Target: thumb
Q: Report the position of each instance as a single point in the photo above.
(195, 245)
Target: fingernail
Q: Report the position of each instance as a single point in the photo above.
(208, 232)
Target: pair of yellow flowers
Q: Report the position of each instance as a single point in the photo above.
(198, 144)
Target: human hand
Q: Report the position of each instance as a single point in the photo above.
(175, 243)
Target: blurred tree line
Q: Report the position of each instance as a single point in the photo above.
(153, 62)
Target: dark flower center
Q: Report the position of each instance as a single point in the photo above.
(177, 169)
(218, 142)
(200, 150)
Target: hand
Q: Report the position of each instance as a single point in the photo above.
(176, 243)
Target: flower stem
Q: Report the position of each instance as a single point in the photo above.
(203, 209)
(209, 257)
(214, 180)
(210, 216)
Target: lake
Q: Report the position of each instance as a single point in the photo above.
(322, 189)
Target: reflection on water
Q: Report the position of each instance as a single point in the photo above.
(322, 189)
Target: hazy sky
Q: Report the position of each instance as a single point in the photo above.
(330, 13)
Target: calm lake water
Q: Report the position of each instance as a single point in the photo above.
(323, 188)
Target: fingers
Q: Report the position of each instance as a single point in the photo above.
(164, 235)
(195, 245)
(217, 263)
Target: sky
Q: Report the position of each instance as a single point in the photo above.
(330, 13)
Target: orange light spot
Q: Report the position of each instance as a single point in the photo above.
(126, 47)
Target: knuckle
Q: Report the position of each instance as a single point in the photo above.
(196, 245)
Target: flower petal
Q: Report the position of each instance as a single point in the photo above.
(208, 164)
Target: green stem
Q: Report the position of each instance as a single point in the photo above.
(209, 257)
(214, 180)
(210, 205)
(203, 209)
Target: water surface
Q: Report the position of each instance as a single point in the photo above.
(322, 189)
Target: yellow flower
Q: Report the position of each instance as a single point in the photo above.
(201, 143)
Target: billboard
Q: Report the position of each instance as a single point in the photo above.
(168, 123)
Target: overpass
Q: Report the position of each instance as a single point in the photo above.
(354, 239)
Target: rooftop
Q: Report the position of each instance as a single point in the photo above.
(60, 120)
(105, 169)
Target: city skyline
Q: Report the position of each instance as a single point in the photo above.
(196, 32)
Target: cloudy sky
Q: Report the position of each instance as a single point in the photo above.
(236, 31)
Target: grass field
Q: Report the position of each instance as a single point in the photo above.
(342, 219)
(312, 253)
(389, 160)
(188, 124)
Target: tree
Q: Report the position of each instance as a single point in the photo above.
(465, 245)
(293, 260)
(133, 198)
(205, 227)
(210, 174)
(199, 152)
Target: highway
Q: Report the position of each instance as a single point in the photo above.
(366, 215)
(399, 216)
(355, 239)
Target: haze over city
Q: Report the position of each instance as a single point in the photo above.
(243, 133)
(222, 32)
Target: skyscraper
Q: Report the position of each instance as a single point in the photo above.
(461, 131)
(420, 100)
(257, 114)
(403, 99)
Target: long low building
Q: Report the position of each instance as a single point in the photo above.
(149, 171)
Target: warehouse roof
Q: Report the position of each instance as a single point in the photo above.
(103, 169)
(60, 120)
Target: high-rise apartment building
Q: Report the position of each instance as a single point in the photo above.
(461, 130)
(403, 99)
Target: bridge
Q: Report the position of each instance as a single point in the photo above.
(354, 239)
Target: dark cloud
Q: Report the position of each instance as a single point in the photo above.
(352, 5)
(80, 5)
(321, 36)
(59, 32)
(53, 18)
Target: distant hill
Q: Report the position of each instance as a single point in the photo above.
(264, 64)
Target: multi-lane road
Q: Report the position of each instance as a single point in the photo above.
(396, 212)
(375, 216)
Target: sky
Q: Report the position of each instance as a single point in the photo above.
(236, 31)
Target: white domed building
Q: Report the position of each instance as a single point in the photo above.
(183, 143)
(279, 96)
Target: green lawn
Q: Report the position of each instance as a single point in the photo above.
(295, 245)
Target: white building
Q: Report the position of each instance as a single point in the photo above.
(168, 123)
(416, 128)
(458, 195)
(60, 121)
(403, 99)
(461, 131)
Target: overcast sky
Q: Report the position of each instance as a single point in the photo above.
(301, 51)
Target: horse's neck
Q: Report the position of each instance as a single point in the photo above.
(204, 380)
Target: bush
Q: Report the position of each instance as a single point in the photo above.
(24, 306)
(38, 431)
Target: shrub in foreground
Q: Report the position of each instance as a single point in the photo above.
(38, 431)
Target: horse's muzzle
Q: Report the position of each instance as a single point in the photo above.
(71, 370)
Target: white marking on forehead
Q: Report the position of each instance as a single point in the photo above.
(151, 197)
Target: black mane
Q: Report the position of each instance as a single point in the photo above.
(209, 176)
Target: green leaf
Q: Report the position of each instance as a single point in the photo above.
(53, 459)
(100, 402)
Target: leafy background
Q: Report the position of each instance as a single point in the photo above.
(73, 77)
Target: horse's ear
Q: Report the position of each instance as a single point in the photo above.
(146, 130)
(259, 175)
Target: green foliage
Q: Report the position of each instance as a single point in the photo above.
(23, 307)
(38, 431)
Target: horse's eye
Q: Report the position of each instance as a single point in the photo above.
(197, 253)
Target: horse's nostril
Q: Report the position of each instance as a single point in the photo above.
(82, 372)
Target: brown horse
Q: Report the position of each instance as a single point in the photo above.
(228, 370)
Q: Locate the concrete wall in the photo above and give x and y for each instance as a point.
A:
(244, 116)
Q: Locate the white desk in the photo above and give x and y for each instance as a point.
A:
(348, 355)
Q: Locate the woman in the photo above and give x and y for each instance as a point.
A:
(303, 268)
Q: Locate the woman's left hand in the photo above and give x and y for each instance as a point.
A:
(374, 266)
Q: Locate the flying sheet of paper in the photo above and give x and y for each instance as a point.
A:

━━━━━━━━

# Task
Extract the complete listing above, reproducing each line exactly.

# Exercise answer
Target: thumb
Q: Report the position of each instance as a single point in the photo above.
(195, 245)
Target: fingernail
Q: Report the position of each instance as a single point in the photo above.
(208, 232)
Target: pair of yellow flowers
Q: Report the position of each instance as a single point in the photo above.
(198, 144)
Target: human hand
Q: Report the position of each instance as a single point in the photo above.
(175, 243)
Target: blurred tree line
Q: Report the position of each instance as a single point in the photo above.
(153, 62)
Target: dark flower center
Q: Report the position of each instance as a single point in the photo above.
(177, 169)
(218, 142)
(200, 150)
Target: hand
Q: Report the position of each instance as a single point in the photo above.
(176, 243)
Target: flower stem
Q: Report the position of each instance as a single point in the photo above.
(203, 209)
(209, 257)
(214, 180)
(210, 216)
Target: lake
Q: Report the position of each instance as a single point in the photo above.
(322, 189)
Target: reflection on water
Q: Report the position of each instance as a single point in the photo above.
(322, 189)
Target: hazy sky
Q: Report the position of each instance as a single point in the photo above.
(330, 13)
Target: calm lake water
Q: Report the position of each instance as a single point in the photo above.
(323, 188)
Target: fingers
Q: Report the position of each instance as a single point in the photo above.
(164, 235)
(195, 245)
(217, 263)
Target: sky
Q: Report the position of each instance as a single point in the photo above.
(330, 13)
Target: orange light spot
Q: Report the position of each instance as a single point in the photo above.
(126, 47)
Target: knuckle
Q: Report the position of each instance as a single point in the photo above.
(196, 245)
Target: flower petal
Q: Report the position of each instance as a single point in the photo above.
(208, 164)
Target: green stem
Q: Report the position of each instance as a single point in the photo above.
(209, 257)
(214, 180)
(210, 205)
(203, 209)
Target: water surface
Q: Report the position of each instance as a single point in the photo above.
(322, 189)
Target: yellow flower
Q: Report the position of each instance as a single point in the photo above.
(201, 143)
Target: billboard
Q: Report the position of each instance as a single point in the photo above.
(168, 123)
Target: overpass
Q: Report the position of each instance as a single point in the photo above.
(354, 239)
Target: rooftop
Q: Report the position of each instance as a single point in the photo above.
(60, 120)
(105, 169)
Target: city skyline
Q: Report the position of each instance as a single point in the photo above.
(196, 32)
Target: cloudy sky
Q: Report the position of each instance as a single point in the photo above.
(236, 31)
Target: grass field
Q: Report the position of each instance as a single point in the photo above.
(342, 219)
(312, 253)
(389, 160)
(188, 124)
Target: tree
Q: Report the position of each instance as a single point in the photo above.
(465, 245)
(293, 260)
(133, 198)
(205, 227)
(210, 174)
(199, 152)
Target: highway
Q: Report the position of each instance as a single point in the photo above.
(366, 215)
(399, 216)
(355, 239)
Target: haze over city
Q: Report the position of each instance as a single point in the photo above.
(243, 133)
(222, 32)
Target: skyscraper
Q: Report the position of each instance as a single point in the photo above.
(461, 131)
(420, 100)
(257, 114)
(403, 99)
Target: long low building
Q: Report the position of each instance as a single point in the photo above.
(149, 171)
Target: warehouse roof
Q: Report the position of each instance as a single point in the photo above.
(103, 169)
(60, 120)
Target: high-rise apartment building
Q: Report the position of each instance as a single point in the photo above.
(461, 130)
(403, 99)
Target: bridge
Q: Report the position of each instance as a single point in the photo above.
(354, 239)
Target: dark cloud
Q: Report the position of each instance as a single point in the photo above.
(352, 5)
(80, 5)
(321, 36)
(59, 32)
(53, 18)
Target: distant hill
Q: Report the position of each instance as a single point in the photo above.
(264, 64)
Target: multi-lane road
Q: Report the position of each instance as a single point in the photo above.
(396, 212)
(375, 216)
Target: sky
Q: Report the position of each instance as a single point in the photo above.
(236, 31)
Target: white domed building
Q: Report the position of each instance as a single point in the photo above.
(183, 143)
(279, 96)
Target: green lawn
Q: Report the position of each instance as a single point in the photo above.
(295, 245)
Target: white building
Q: Report the position of each instance as a single point in the photo above.
(168, 123)
(416, 128)
(458, 195)
(60, 121)
(403, 99)
(461, 131)
Target: overcast sky
Q: Report the position of each instance as a single point in the photo above.
(301, 51)
Target: horse's neck
Q: Report the position of each instance as a single point in the photo above.
(204, 380)
Target: bush
Q: Report the position of each instance as a single point in the photo above.
(24, 306)
(38, 431)
Target: shrub in foreground
Q: Report the position of each instance as a single point in the photo above.
(38, 431)
Target: horse's muzzle
Q: Report the position of each instance as a single point in the photo above.
(71, 370)
Target: white marking on forehead
Q: Report the position of each instance as a single point in the photo above.
(151, 197)
Target: black mane
Q: Report the position of each instance as a single point in the photo above.
(209, 176)
Target: green leaf
Q: Report the position of each instance as a single point in the photo above.
(53, 459)
(100, 402)
Target: leafy background
Q: Report the position of each instance as a single point in the photo above.
(73, 77)
Target: horse's ear
Q: Report the position of each instance as a single point in the photo above.
(146, 130)
(259, 175)
Target: green foliage
Q: Report the position of each instance as a single point in the photo above.
(23, 307)
(38, 431)
Target: horse's eye
Q: Report the position of each instance as a single point in the photo above.
(197, 253)
Target: horse's nostril
Q: Report the position of each instance as a single point in the photo above.
(82, 372)
Target: brown horse
Q: Report the position of each instance as a single point in the photo above.
(228, 370)
Q: Locate the concrete wall in the photo above and give x and y for each instance as a point.
A:
(244, 116)
Q: Locate the white desk in the photo above and give x and y for each instance as a point.
A:
(348, 355)
Q: Locate the woman in the photo above and give x and y for each instance as a point.
A:
(303, 268)
Q: Locate the woman's left hand in the photo above and give x and y for each instance as a point.
A:
(374, 266)
Q: Locate the flying sheet of paper in the photo above and give x and y for each instance as a point.
A:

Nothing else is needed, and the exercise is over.